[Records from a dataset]
+ + + + + + +
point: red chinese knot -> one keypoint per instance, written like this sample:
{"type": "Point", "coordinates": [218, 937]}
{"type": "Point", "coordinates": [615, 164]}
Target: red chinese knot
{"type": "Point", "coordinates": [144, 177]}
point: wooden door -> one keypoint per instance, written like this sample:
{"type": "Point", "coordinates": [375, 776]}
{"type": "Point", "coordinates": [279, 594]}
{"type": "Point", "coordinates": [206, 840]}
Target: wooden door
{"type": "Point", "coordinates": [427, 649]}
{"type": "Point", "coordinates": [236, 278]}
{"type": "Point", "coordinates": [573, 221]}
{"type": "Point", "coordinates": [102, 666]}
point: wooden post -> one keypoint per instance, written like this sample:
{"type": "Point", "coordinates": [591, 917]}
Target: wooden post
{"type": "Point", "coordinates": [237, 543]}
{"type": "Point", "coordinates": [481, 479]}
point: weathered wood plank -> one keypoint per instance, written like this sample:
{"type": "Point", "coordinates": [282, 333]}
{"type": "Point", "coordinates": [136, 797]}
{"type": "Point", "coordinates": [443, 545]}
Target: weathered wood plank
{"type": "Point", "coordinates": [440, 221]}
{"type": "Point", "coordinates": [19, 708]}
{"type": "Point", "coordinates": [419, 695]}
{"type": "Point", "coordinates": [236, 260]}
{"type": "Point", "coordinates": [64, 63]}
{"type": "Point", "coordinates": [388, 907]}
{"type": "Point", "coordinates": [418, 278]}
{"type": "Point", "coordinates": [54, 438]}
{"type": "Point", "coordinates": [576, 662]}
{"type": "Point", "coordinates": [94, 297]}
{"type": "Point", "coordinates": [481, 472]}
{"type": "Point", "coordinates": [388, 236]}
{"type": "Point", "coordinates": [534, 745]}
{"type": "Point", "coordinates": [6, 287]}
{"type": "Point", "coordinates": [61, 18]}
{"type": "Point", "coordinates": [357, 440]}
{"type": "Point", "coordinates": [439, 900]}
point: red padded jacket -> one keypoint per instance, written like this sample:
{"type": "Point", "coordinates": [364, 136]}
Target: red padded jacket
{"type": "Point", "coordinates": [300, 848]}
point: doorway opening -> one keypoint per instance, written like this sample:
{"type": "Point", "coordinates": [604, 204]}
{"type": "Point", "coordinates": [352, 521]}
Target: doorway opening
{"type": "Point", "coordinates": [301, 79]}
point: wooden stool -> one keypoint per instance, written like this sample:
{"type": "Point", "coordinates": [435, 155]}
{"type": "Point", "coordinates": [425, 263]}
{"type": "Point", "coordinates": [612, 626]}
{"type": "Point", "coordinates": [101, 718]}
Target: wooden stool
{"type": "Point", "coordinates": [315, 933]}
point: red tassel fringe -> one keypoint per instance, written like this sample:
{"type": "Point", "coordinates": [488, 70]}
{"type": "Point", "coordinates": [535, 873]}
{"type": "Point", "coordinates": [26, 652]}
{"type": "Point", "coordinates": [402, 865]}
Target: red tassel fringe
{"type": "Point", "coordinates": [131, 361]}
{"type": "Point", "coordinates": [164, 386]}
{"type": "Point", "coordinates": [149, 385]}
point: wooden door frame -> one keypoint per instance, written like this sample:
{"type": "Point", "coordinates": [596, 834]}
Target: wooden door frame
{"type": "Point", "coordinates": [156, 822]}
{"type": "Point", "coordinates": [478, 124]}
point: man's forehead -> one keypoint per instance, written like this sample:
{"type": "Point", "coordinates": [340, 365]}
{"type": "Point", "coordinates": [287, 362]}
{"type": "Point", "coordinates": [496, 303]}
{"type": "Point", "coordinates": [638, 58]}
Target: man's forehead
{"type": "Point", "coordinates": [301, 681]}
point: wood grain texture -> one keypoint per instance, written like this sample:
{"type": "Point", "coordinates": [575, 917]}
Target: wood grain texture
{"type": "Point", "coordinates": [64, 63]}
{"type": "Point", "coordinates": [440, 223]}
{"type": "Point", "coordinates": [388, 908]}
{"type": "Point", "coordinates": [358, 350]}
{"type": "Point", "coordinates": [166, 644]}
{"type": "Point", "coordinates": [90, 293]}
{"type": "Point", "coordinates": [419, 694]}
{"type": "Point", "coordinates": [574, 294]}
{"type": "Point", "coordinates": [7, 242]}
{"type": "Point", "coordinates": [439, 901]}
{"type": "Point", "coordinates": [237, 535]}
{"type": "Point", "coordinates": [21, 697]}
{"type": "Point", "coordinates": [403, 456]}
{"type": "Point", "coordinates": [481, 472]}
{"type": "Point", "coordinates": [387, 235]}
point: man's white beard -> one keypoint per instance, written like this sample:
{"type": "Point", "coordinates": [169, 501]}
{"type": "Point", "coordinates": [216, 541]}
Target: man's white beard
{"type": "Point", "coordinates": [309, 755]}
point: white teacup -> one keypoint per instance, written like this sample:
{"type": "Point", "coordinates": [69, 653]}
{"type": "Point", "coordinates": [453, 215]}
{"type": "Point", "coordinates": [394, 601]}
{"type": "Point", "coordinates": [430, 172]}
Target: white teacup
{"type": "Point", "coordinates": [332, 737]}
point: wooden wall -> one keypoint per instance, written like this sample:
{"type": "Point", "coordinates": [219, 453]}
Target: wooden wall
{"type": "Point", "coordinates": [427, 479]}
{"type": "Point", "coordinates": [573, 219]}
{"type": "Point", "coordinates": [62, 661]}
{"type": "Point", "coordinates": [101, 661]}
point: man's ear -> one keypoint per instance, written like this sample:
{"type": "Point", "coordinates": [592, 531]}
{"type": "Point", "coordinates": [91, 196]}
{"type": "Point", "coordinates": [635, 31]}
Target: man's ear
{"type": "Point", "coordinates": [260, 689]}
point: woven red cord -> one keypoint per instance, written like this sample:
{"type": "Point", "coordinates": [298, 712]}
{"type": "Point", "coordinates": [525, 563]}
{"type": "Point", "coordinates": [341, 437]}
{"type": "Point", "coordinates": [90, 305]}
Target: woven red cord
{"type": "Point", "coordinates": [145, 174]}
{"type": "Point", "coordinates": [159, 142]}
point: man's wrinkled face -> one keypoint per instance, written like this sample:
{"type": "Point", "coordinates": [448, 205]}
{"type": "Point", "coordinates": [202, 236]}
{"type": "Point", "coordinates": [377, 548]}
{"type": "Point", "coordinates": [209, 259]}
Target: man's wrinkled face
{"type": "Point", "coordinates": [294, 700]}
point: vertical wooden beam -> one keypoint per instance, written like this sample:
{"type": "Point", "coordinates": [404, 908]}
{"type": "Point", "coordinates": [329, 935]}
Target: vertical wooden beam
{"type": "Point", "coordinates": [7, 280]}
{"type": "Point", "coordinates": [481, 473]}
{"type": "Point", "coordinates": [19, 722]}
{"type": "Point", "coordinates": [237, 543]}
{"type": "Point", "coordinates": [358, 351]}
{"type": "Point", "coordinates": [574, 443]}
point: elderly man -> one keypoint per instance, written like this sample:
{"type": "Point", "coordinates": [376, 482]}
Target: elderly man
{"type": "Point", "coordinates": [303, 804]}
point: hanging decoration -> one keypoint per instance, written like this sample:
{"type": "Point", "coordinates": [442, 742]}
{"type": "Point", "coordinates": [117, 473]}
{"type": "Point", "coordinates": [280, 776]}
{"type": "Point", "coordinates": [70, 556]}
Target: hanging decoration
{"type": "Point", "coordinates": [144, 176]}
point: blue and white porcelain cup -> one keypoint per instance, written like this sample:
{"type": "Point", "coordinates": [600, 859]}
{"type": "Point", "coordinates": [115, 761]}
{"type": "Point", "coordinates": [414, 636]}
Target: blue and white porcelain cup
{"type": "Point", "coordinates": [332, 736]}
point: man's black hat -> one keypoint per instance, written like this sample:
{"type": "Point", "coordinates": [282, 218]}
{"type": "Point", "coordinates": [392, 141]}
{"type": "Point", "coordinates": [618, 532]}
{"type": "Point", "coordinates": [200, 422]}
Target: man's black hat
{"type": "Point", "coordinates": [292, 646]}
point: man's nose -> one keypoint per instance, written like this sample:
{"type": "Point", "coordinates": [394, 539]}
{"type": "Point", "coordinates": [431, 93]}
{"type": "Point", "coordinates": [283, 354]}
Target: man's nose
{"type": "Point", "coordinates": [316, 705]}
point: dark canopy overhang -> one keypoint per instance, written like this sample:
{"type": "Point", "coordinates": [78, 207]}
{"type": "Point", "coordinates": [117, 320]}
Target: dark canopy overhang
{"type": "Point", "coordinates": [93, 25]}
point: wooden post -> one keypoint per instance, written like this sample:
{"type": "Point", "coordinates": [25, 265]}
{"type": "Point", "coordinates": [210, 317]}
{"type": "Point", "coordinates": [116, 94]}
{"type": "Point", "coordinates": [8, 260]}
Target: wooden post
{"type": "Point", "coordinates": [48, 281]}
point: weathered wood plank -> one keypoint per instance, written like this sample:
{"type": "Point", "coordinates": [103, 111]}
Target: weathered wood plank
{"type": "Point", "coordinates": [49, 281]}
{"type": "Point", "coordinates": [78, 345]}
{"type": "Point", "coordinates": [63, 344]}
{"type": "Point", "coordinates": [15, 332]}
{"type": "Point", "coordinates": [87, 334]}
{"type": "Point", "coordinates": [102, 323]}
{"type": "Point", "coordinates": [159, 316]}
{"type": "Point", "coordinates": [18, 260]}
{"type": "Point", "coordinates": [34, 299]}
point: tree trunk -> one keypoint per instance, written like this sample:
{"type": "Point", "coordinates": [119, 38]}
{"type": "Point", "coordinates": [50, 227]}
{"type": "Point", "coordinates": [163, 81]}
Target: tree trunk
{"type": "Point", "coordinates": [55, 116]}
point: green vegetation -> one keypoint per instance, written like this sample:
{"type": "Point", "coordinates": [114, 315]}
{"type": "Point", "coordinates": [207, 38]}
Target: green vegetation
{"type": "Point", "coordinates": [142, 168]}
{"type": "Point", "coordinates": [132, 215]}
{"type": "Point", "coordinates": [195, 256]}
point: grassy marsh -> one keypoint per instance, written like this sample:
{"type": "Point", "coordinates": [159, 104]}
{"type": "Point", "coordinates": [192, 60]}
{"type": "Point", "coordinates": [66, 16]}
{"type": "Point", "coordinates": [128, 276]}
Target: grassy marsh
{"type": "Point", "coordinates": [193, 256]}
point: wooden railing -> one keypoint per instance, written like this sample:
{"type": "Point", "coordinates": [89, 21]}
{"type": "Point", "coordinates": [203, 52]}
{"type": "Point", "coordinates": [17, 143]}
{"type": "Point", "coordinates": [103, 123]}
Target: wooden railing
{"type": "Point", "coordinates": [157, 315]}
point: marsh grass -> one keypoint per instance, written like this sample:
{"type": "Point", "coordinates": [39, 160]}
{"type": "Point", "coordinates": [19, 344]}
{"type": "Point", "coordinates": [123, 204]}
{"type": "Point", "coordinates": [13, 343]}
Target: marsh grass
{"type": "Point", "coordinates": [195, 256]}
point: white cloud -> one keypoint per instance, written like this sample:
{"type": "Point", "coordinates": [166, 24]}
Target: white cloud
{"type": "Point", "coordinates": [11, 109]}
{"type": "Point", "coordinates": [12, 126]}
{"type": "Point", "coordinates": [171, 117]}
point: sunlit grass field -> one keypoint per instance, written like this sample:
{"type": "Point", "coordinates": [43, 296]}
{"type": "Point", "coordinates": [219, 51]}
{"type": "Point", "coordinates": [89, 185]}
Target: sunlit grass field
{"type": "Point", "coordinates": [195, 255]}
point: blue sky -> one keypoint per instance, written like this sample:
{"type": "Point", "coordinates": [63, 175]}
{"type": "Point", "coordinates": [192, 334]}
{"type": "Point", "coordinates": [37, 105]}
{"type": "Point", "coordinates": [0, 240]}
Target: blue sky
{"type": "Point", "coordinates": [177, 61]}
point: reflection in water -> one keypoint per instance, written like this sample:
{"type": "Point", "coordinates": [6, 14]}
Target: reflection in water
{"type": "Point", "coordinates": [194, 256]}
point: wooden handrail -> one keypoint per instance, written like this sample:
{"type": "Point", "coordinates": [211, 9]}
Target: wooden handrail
+ + + + + + +
TASK ITEM: Show every line in the records above that contains the word "handrail".

RESPONSE AREA:
point: wooden handrail -> one keypoint per instance, written like this sample:
Target: wooden handrail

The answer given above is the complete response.